◆ **Problem set**
**a)** In the chapter excerpt on simple pattern matching, rewrite the paragraph beginning "Before we go any further" as a brief bulleted list that keeps its main facts.
**b)** In the listing, edit the stretch from the line containing "Would you please pick out the white tablecloth" through the end of the listing by replacing "Reported" with "Observed", changing nothing else. Return only that stretch and leave the pictures out.

◆ **Text shown**
begin

Chapter 2. Simple Pattern Matching

Regular expressions are all about matching and finding patterns in text, from simple patterns to the very complex. This chapter takes you on a tour of some of the simpler ways to match patterns using:

In the first chapter, we used Steven Levithan’s RegexPal to demonstrate regular expressions. In this chapter, we’ll use Grant Skinner’s RegExr site, found at http://gskinner.com/regexr (see Figure 2-1).

Note

Each page of this book will take you deeper into the regular expression jungle. Feel free, however, to stop and smell the syntax. What I mean is, start trying out new things as soon as you discover them. Try. Fail fast. Get a grip. Move on. Nothing makes learning sink in like doing something with it.

Grant Skinner’s RegExr in Firefox

Figure 2-1. Grant Skinner’s RegExr in Firefox

Before we go any further, I want to point out the helps that RegExr provides. Over on the right side of RegExr, you’ll see three tabs. Take note of the Samples and Community tabs. The Samples tab provides helps for a lot of regular expression syntax, and the Community tab shows you a large number of contributed regular expressions that have been rated. You’ll find a lot of good information in these tabs that may be useful to you. In addition, pop-ups appear when you hover over the regular expression or target text in RegExr, giving you helpful information. These resources are one of the reasons why RegExr is among my favorite online regex checkers.

This chapter introduces you to our main text, “The Rime of the Ancient Mariner,” by Samuel Taylor Coleridge, first published in Lyrical Ballads (London, J. & A. Arch, 1798). We’ll work with this poem in chapters that follow, starting with a plain-text version of the original and winding up with a version marked up in HTML5. The text for the whole poem is stored in a file called rime.txt; this chapter uses the file rime-intro.txt that contains only the first few lines.

The following lines are from rime-intro.txt:

THE RIME OF THE ANCYENT MARINERE, IN SEVEN PARTS.

ARGUMENT.

How a Ship having passed the Line was driven by Storms to the cold
Country towards the South Pole; and how from thence she made her course
to the tropical Latitude of the Great Pacific Ocean; and of the strange
things that befell; and in what manner the Ancyent Marinere came back to
his own Country.

end

◆ **Dataset records**
begin

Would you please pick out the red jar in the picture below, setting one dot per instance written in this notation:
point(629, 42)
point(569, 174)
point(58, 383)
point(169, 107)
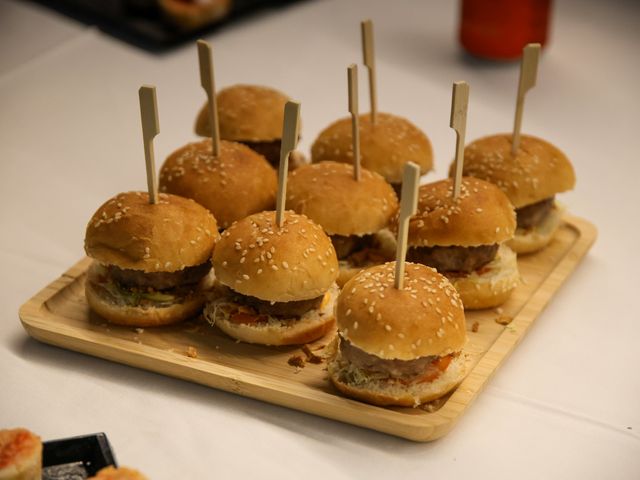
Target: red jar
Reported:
point(499, 29)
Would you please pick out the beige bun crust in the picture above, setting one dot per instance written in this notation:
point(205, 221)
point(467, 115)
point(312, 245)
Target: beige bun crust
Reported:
point(194, 15)
point(142, 317)
point(425, 318)
point(385, 146)
point(482, 215)
point(119, 473)
point(312, 326)
point(532, 240)
point(20, 455)
point(246, 113)
point(328, 194)
point(232, 185)
point(538, 171)
point(493, 287)
point(379, 392)
point(294, 262)
point(129, 232)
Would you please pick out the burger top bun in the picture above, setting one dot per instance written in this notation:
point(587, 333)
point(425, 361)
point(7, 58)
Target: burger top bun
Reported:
point(482, 215)
point(129, 232)
point(280, 264)
point(385, 146)
point(327, 193)
point(246, 113)
point(425, 318)
point(236, 183)
point(539, 170)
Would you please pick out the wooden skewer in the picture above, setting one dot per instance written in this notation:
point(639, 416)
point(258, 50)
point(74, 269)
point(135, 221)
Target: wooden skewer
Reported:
point(150, 128)
point(408, 205)
point(352, 76)
point(458, 121)
point(369, 61)
point(528, 74)
point(288, 144)
point(207, 81)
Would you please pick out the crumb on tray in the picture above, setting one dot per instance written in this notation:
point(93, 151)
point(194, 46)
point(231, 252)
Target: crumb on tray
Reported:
point(296, 361)
point(192, 352)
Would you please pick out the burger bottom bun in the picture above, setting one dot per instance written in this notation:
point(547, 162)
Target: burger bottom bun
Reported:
point(384, 393)
point(312, 325)
point(492, 288)
point(21, 455)
point(385, 243)
point(118, 473)
point(139, 316)
point(534, 239)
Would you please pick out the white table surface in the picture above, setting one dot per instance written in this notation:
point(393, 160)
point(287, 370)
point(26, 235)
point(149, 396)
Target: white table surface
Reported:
point(567, 402)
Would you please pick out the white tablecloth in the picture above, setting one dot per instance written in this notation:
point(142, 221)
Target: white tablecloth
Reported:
point(567, 402)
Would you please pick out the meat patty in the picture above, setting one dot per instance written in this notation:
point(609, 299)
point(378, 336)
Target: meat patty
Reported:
point(159, 280)
point(279, 309)
point(392, 368)
point(271, 151)
point(453, 259)
point(346, 245)
point(534, 214)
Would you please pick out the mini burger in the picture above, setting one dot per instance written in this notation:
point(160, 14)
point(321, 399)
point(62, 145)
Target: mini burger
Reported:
point(354, 213)
point(189, 15)
point(252, 115)
point(150, 260)
point(232, 185)
point(20, 455)
point(385, 146)
point(274, 285)
point(398, 347)
point(530, 179)
point(464, 239)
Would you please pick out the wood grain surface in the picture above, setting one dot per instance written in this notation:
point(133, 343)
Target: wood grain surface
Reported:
point(196, 352)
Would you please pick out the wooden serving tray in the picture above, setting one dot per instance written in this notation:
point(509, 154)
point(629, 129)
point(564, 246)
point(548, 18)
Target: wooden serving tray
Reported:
point(194, 351)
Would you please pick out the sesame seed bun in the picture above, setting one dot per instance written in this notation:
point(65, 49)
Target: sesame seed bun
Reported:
point(492, 285)
point(327, 193)
point(382, 393)
point(255, 257)
point(246, 113)
point(314, 324)
point(425, 318)
point(130, 233)
point(482, 215)
point(538, 171)
point(233, 185)
point(534, 239)
point(20, 455)
point(385, 146)
point(116, 311)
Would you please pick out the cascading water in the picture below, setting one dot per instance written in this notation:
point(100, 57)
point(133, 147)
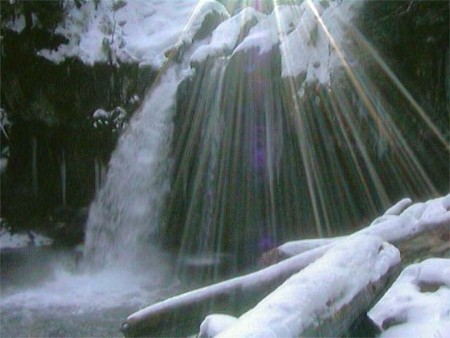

end

◆ **Final answers**
**a)**
- RegExr has three tabs on its right side. The Samples and Community tabs are worth noting.
- The Samples tab gives help with much regular expression syntax.
- The Community tab shows many contributed, rated regular expressions.
- Pop-ups with helpful information appear when you hover over the regular expression or the target text.
- These resources are one reason RegExr is among the author's favorite online regex checkers.

**b)**
Would you please pick out the white tablecloth in the picture above, setting one dot per instance written in this notation:
point(142, 221)
Target: white tablecloth
Observed:
point(567, 402)
Would you please pick out the meat patty in the picture above, setting one dot per instance written in this notation:
point(609, 299)
point(378, 336)
Target: meat patty
Observed:
point(159, 280)
point(279, 309)
point(392, 368)
point(271, 151)
point(453, 259)
point(346, 245)
point(534, 214)
Would you please pick out the mini burger in the picture above, setting one dot per instance written in this notation:
point(160, 14)
point(321, 399)
point(62, 145)
Target: mini burger
Observed:
point(354, 213)
point(189, 15)
point(252, 115)
point(150, 260)
point(232, 185)
point(20, 455)
point(385, 146)
point(274, 285)
point(398, 347)
point(530, 179)
point(464, 239)
Would you please pick out the wood grain surface in the picture above, setting one dot per instance written in this notation:
point(133, 343)
Target: wood grain surface
Observed:
point(196, 352)
Would you please pick out the wooden serving tray in the picture above, setting one dot per instance written in this notation:
point(509, 154)
point(629, 129)
point(564, 246)
point(548, 18)
Target: wooden serving tray
Observed:
point(194, 351)
Would you please pick out the sesame seed bun in the picture above, setting one dot per instance written in this notation:
point(65, 49)
Target: sesame seed bun
Observed:
point(492, 285)
point(327, 193)
point(382, 393)
point(255, 257)
point(246, 113)
point(314, 324)
point(425, 318)
point(130, 233)
point(482, 215)
point(538, 171)
point(233, 185)
point(534, 239)
point(20, 455)
point(385, 146)
point(116, 311)
Would you please pick out the cascading water in the picture below, setting one dot per instance written in this notation:
point(100, 57)
point(133, 147)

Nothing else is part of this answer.